> [Assignment] Copy each entry below exactly as it reads.

> [Natural language region descriptions]
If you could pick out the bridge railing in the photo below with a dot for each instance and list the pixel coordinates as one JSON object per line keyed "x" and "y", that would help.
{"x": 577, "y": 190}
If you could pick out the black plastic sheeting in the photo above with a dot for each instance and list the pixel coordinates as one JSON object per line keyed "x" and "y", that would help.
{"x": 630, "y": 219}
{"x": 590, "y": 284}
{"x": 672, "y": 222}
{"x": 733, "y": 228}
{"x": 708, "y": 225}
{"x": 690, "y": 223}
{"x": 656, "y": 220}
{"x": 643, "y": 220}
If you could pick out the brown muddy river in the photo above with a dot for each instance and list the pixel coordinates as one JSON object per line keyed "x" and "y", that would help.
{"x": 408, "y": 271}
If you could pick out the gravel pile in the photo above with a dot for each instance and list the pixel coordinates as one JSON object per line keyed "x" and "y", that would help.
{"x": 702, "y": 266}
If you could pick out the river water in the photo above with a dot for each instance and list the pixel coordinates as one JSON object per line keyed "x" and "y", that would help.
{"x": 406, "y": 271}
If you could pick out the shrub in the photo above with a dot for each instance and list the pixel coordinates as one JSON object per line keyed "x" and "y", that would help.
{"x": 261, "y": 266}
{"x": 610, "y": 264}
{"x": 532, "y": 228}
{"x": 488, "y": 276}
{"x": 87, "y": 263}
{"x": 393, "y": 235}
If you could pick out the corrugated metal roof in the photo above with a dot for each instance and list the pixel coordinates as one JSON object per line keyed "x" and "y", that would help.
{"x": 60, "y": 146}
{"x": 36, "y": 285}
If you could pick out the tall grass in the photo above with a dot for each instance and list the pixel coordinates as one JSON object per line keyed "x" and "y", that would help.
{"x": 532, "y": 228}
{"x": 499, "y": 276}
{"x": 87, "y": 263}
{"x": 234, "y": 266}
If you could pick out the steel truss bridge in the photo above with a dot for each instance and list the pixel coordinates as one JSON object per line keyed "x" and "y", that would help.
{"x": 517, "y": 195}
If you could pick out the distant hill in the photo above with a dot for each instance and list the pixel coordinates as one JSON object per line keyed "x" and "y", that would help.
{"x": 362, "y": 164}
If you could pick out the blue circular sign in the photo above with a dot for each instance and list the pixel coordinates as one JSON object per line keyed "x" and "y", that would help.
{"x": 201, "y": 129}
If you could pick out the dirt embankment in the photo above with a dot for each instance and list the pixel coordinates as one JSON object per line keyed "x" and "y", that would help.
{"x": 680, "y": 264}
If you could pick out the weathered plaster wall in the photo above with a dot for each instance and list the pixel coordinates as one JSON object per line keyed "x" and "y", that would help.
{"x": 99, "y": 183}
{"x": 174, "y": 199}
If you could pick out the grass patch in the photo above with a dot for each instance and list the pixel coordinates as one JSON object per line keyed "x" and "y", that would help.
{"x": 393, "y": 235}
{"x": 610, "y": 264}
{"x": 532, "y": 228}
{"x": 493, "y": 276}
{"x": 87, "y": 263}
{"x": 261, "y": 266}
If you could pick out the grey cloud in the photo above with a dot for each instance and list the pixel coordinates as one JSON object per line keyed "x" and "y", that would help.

> [Solution to the exercise]
If you could pick out the bridge railing in the photo below with a dot for each instance and list the pixel coordinates as one JSON object per line keyed "x" and "y", that would help.
{"x": 577, "y": 190}
If you could pick out the black plastic sheeting in the photo above with a dot for each instance and list the pixel coordinates as one JSON object per line keyed "x" and "y", that would help.
{"x": 630, "y": 219}
{"x": 590, "y": 284}
{"x": 672, "y": 222}
{"x": 733, "y": 228}
{"x": 708, "y": 225}
{"x": 690, "y": 223}
{"x": 656, "y": 220}
{"x": 643, "y": 220}
If you could pick out the brown muddy river in the photo above with a dot for each instance and list the pixel coordinates as one JSON object per line keyed "x" and "y", that would help.
{"x": 408, "y": 271}
If you could pick out the gravel pile in the photo above with a dot for each instance and list the pixel coordinates as one JSON object per line keyed "x" and "y", that would help.
{"x": 702, "y": 266}
If you could pick out the river water in the photo above with a dot for each instance and list the pixel coordinates as one JSON object per line keyed "x" and "y", that would help.
{"x": 406, "y": 271}
If you could pick out the shrub in the photo above with a dot for each instance and list the pixel coordinates as one JSON object per line keyed "x" and "y", that would help.
{"x": 261, "y": 266}
{"x": 610, "y": 264}
{"x": 532, "y": 228}
{"x": 488, "y": 276}
{"x": 87, "y": 263}
{"x": 393, "y": 235}
If you could pick out the corrugated metal roof in the photo above with a dot for each instance and list the pixel coordinates as one JSON object per line keyed "x" and "y", that would help.
{"x": 60, "y": 146}
{"x": 36, "y": 285}
If you could pick out the tall grass in the photo above with a dot for each instance and list the pixel coordinates as one JSON object per line keyed "x" and "y", that would help.
{"x": 532, "y": 228}
{"x": 499, "y": 276}
{"x": 87, "y": 263}
{"x": 234, "y": 266}
If you could pick out the steel truss bridge in the photo above with a dot for each instance and list the pixel coordinates as one JSON object per line keyed "x" and "y", that would help.
{"x": 517, "y": 195}
If you could pick out the distant hill in the photo above with a dot for each instance and list the pixel coordinates as one JSON object per line keyed "x" and "y", that would help.
{"x": 362, "y": 164}
If you could pick out the blue circular sign in the photo above with a dot for each instance and list the pixel coordinates as one JSON object per line keyed "x" and "y", that would help.
{"x": 201, "y": 129}
If you could pick out the dirt embankment in the photo above with a dot for each instance and list the pixel coordinates as one JSON object per line keyed "x" and "y", that would help.
{"x": 680, "y": 264}
If you could pick out the weathered plaster wall in the photo above with a dot for each instance and list the pixel coordinates as one JSON object per line keyed "x" and "y", that would help.
{"x": 99, "y": 183}
{"x": 174, "y": 199}
If you could pick out the grass patch in the photo above with a dot for each instance and list the pixel coordinates as one JSON object per line keyed "x" and "y", that would help.
{"x": 393, "y": 235}
{"x": 610, "y": 264}
{"x": 532, "y": 228}
{"x": 493, "y": 276}
{"x": 87, "y": 263}
{"x": 261, "y": 266}
If you could pick out the grey cloud in the photo above with a dot for each instance and list the pixel coordinates as one JSON object per line keyed "x" and "y", that would help.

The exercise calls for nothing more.